**STATED PROBLEM:** Repeat the records in full and exactly, omitting pictures.
___
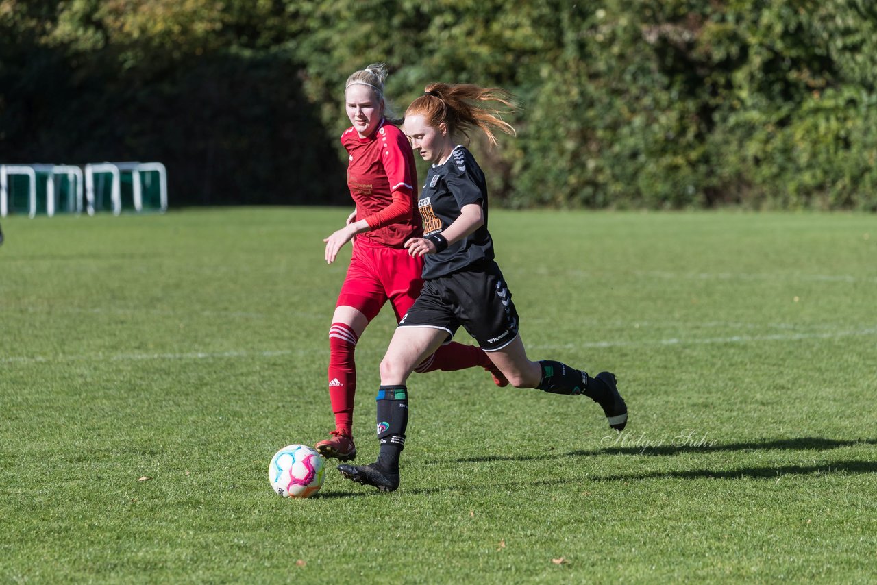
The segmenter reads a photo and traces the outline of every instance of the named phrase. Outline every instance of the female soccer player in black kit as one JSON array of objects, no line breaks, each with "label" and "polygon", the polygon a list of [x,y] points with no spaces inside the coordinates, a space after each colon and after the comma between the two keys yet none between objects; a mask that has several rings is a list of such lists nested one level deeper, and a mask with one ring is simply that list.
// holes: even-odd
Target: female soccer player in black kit
[{"label": "female soccer player in black kit", "polygon": [[491,145],[495,130],[514,134],[494,102],[513,108],[504,89],[476,85],[431,83],[405,112],[403,131],[416,153],[432,162],[417,206],[424,236],[404,243],[411,256],[424,258],[425,281],[417,300],[402,318],[381,362],[377,432],[381,452],[370,465],[339,465],[341,474],[382,491],[399,487],[399,455],[408,425],[408,376],[460,325],[487,352],[516,388],[588,396],[602,407],[611,428],[627,424],[627,406],[615,375],[589,376],[559,361],[531,361],[518,335],[517,311],[503,273],[494,261],[488,232],[484,174],[456,136],[481,130]]}]

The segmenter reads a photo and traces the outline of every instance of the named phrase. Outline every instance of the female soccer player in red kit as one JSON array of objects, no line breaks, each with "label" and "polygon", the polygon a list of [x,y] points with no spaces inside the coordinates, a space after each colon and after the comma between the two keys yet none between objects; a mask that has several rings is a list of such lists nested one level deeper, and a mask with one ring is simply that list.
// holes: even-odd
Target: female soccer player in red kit
[{"label": "female soccer player in red kit", "polygon": [[[408,139],[385,118],[387,71],[369,65],[353,74],[345,88],[347,116],[353,125],[341,135],[347,150],[347,185],[356,210],[346,225],[324,239],[325,260],[353,239],[353,258],[339,294],[329,329],[329,396],[335,415],[332,437],[315,446],[324,457],[342,461],[356,456],[353,439],[356,392],[356,343],[381,307],[389,301],[399,321],[423,287],[423,259],[403,244],[423,235],[417,206],[417,169]],[[415,371],[458,370],[481,366],[498,386],[508,382],[480,348],[459,343],[439,347]]]}]

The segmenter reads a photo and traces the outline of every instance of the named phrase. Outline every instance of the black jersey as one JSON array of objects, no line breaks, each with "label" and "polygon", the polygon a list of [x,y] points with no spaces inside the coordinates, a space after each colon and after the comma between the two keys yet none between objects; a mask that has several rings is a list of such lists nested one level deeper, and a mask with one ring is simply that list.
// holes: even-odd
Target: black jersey
[{"label": "black jersey", "polygon": [[444,276],[493,260],[493,239],[488,232],[488,186],[484,173],[465,146],[458,146],[442,165],[426,173],[417,207],[424,219],[424,235],[438,233],[460,217],[464,205],[484,210],[484,225],[447,249],[424,256],[424,279]]}]

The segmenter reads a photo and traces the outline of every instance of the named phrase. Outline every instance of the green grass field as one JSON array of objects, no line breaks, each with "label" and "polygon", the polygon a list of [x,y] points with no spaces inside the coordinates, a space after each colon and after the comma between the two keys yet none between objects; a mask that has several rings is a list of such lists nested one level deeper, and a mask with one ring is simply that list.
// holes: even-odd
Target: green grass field
[{"label": "green grass field", "polygon": [[627,430],[414,375],[398,492],[331,466],[286,500],[271,455],[332,428],[346,213],[3,220],[0,581],[877,580],[877,217],[493,211],[531,357],[616,372]]}]

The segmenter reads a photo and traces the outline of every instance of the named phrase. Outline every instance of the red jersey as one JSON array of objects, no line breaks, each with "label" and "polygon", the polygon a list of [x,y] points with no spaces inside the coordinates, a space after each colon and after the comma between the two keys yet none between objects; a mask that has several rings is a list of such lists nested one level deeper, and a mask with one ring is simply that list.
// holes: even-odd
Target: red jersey
[{"label": "red jersey", "polygon": [[381,120],[369,137],[360,139],[353,127],[341,134],[347,150],[347,186],[356,203],[356,220],[371,231],[357,236],[374,244],[402,247],[423,233],[417,210],[417,171],[408,139]]}]

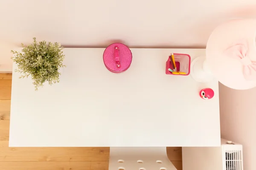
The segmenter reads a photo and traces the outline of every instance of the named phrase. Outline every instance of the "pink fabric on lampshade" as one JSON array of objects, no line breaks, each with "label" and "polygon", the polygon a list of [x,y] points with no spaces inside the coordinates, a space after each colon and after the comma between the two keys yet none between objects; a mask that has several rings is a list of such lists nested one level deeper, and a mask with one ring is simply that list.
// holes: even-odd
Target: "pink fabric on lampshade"
[{"label": "pink fabric on lampshade", "polygon": [[211,34],[206,61],[212,74],[230,88],[256,87],[256,20],[234,20]]}]

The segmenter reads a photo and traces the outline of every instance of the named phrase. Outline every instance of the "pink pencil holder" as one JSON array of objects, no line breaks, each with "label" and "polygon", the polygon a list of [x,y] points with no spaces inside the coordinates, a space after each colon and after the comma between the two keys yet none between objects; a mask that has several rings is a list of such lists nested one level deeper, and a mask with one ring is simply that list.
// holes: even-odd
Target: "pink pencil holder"
[{"label": "pink pencil holder", "polygon": [[168,60],[166,63],[166,74],[176,76],[187,76],[189,74],[191,60],[190,56],[185,54],[178,53],[173,53],[173,55],[177,71],[185,73],[186,74],[174,74],[168,70],[169,68],[174,70],[169,57],[168,57]]},{"label": "pink pencil holder", "polygon": [[110,45],[103,53],[104,64],[113,73],[120,73],[127,70],[131,65],[132,59],[130,49],[121,43]]}]

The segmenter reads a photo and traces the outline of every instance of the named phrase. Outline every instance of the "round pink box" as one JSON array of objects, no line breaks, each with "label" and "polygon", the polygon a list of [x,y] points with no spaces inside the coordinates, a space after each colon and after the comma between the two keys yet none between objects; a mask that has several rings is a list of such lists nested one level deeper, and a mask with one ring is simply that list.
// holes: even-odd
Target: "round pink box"
[{"label": "round pink box", "polygon": [[103,53],[105,66],[110,71],[120,73],[127,70],[131,65],[132,55],[130,49],[121,43],[109,45]]}]

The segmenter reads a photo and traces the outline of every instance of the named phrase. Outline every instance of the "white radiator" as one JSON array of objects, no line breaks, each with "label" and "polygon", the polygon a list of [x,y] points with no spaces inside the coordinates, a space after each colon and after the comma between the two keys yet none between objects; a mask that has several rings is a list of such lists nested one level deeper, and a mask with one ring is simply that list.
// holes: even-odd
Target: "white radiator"
[{"label": "white radiator", "polygon": [[219,147],[183,147],[183,170],[243,170],[241,144],[221,139]]}]

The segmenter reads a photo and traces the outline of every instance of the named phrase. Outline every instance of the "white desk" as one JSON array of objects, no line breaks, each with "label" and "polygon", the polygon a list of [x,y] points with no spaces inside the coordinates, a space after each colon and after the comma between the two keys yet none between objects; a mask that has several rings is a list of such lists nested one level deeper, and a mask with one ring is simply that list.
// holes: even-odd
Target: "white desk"
[{"label": "white desk", "polygon": [[[170,53],[193,60],[205,49],[132,48],[120,74],[106,68],[104,50],[64,49],[60,82],[38,91],[13,72],[10,146],[220,145],[218,81],[165,74]],[[207,101],[198,94],[206,87],[215,92]]]}]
___
**WRITTEN SOLUTION:**
The segmenter reads a photo and traces the outline of every instance of the named phrase. Outline every instance of the female soccer player in black kit as one JSON array of objects, no line breaks, each with "label" and "polygon", the polygon a list of [x,y] points with no spaces inside the coordinates, a space after each colon and after the comma between the two keys yet none between objects; a mask that has several rings is a list of such lists nested one level deeper, and a mask with one ring is simply that list.
// holes: even-odd
Target: female soccer player in black kit
[{"label": "female soccer player in black kit", "polygon": [[491,145],[495,130],[514,134],[494,102],[513,108],[504,89],[476,85],[431,83],[405,112],[403,131],[416,153],[432,162],[417,206],[424,236],[404,243],[411,256],[424,258],[425,281],[417,300],[402,318],[381,362],[377,432],[381,452],[370,465],[339,465],[341,474],[382,491],[399,487],[399,455],[408,425],[408,376],[460,325],[487,352],[516,388],[588,396],[602,407],[611,428],[627,424],[627,406],[615,375],[589,376],[559,361],[531,361],[518,335],[517,311],[503,273],[494,261],[488,232],[484,174],[456,136],[481,130]]}]

The segmenter reads a photo and traces the outline of every instance of the named phrase. Outline every instance of the female soccer player in red kit as one JSON array of objects, no line breaks, each with "label" and "polygon", the polygon a list of [x,y] points with no spaces inside the coordinates, a space after each colon and after the comma between the two keys yet none between objects; a mask that has several rings is a list of such lists nested one level deeper, and a mask with one ring is simply that list.
// holes: even-odd
Target: female soccer player in red kit
[{"label": "female soccer player in red kit", "polygon": [[[408,139],[385,118],[387,71],[369,65],[353,74],[345,88],[347,116],[353,125],[341,135],[347,150],[347,185],[356,210],[346,225],[324,239],[325,260],[353,239],[353,258],[339,294],[329,329],[329,396],[335,415],[332,437],[315,446],[324,457],[342,461],[356,456],[353,439],[356,392],[356,343],[381,307],[389,301],[399,321],[423,287],[423,259],[403,244],[423,235],[417,206],[417,169]],[[415,371],[458,370],[481,366],[498,386],[508,382],[480,348],[459,343],[439,347]]]}]

The segmenter reads a photo and traces the outline of every instance of the named phrase. Outline every instance of the black jersey as one JSON array of objects, no line breaks, each with "label" and "polygon", the polygon a list of [x,y] points with no spaces inside the coordinates, a space after each colon and after the comma between the two keys yet none between objects; a mask that has several rings is a list of such lists nested one level deeper, and a mask with one ring is simply that list.
// holes: even-odd
Target: black jersey
[{"label": "black jersey", "polygon": [[444,276],[493,260],[493,239],[488,232],[488,186],[484,173],[465,146],[458,146],[442,165],[426,173],[417,207],[424,219],[424,235],[438,233],[460,217],[464,205],[484,210],[484,225],[447,249],[424,256],[424,279]]}]

The segmenter reads a photo and traces the outline of every instance of the named phrase. Outline every instance of the green grass field as one JSON array of objects, no line breaks, each with "label" and "polygon", the polygon a list of [x,y] points with no spaces inside the coordinates, a space after each colon and after the comma between the two keys yet none between objects; a mask that has several rings is a list of such lists nested one level deeper, and a mask with one ring is simply that list.
// holes: even-odd
Target: green grass field
[{"label": "green grass field", "polygon": [[627,430],[414,375],[398,492],[331,466],[286,500],[271,455],[332,428],[346,213],[3,220],[0,581],[877,580],[877,217],[493,211],[531,357],[616,372]]}]

The segmenter reads a photo and traces the outline of every instance of the named phrase. Outline every instance of the red jersey as one JSON array of objects, no line breaks, each with "label" and "polygon", the polygon a list of [x,y] points with no spaces inside the coordinates, a space after each colon and after the comma between the two keys yet none between objects; a mask that has several rings is a list of such lists nested one level deeper, and a mask with one ring is simply that list.
// holes: even-odd
Target: red jersey
[{"label": "red jersey", "polygon": [[381,120],[369,137],[360,139],[353,127],[341,134],[347,150],[347,186],[356,203],[356,220],[371,231],[357,236],[374,244],[402,247],[423,233],[417,210],[417,171],[408,139]]}]

The segmenter reads a photo and traces the outline of every instance of the named phrase. Outline every instance of the "pink fabric on lampshade" as one JSON array of objects, no line breaks, each with "label" and "polygon", the polygon a list of [x,y] points with no spaces inside the coordinates, a space after each colon and after the comma between the two keys yet none between objects; a mask that has several rings is a list of such lists nested one level deeper, and a mask with one ring is simply that list.
// holes: even-odd
Target: "pink fabric on lampshade"
[{"label": "pink fabric on lampshade", "polygon": [[211,34],[206,61],[212,74],[230,88],[256,87],[256,20],[234,20]]}]

The segmenter reads a photo and traces the outline of every instance of the named phrase. Outline every instance of the "pink pencil holder" as one JSON array of objects, no line breaks, each with "label" and "polygon", the polygon a list of [x,y] points with no spaces inside the coordinates, a space after each colon and after the comma between the two keys yet none between objects; a mask that has several rings is a list of such lists nested one level deeper, and a mask with one ring is simply that list.
// holes: even-odd
Target: "pink pencil holder"
[{"label": "pink pencil holder", "polygon": [[168,60],[166,63],[166,74],[176,76],[187,76],[189,74],[191,60],[190,56],[185,54],[178,53],[173,53],[173,55],[177,71],[185,73],[186,74],[174,74],[168,70],[169,68],[174,70],[169,57],[168,57]]},{"label": "pink pencil holder", "polygon": [[110,45],[103,53],[104,64],[113,73],[120,73],[127,70],[131,65],[132,59],[130,49],[121,43]]}]

The segmenter reads a photo and traces the outline of every instance of the named phrase. Outline every instance of the "round pink box" as one JSON array of objects, no line breaks, each with "label" and "polygon", the polygon a list of [x,y] points with no spaces inside the coordinates, a space after each colon and after the comma between the two keys yet none between objects; a mask that has several rings is a list of such lists nested one level deeper, and a mask with one ring is simply that list.
// holes: even-odd
Target: "round pink box"
[{"label": "round pink box", "polygon": [[103,53],[105,66],[110,71],[120,73],[127,70],[131,65],[132,55],[130,49],[121,43],[109,45]]}]

The segmenter reads a photo and traces the outline of every instance of the named phrase. Outline every instance of the "white radiator" as one JSON array of objects, no line breaks, each with "label" and "polygon", the polygon a list of [x,y] points with no spaces inside the coordinates, a space after each colon and after the comma between the two keys yet none between objects; a mask that has several rings is a list of such lists nested one level deeper, and a mask with one ring is simply that list.
// holes: even-odd
Target: "white radiator"
[{"label": "white radiator", "polygon": [[219,147],[183,147],[183,170],[243,170],[241,144],[221,139]]}]

The segmenter reads a photo and traces the outline of every instance of the named phrase. Outline every instance of the "white desk" as one JSON array of objects, no line breaks, each with "label" and "polygon", the polygon a list of [x,y] points with no spaces inside the coordinates, a space after each colon and after the comma between the two keys yet none between objects; a mask that has several rings is a list of such lists nested one level deeper, and a mask with one ring is simply that list.
// holes: even-odd
Target: "white desk"
[{"label": "white desk", "polygon": [[[170,53],[193,60],[205,49],[132,48],[120,74],[106,68],[104,50],[64,49],[60,82],[38,91],[13,72],[10,146],[220,145],[218,81],[165,74]],[[207,101],[198,94],[206,87],[215,92]]]}]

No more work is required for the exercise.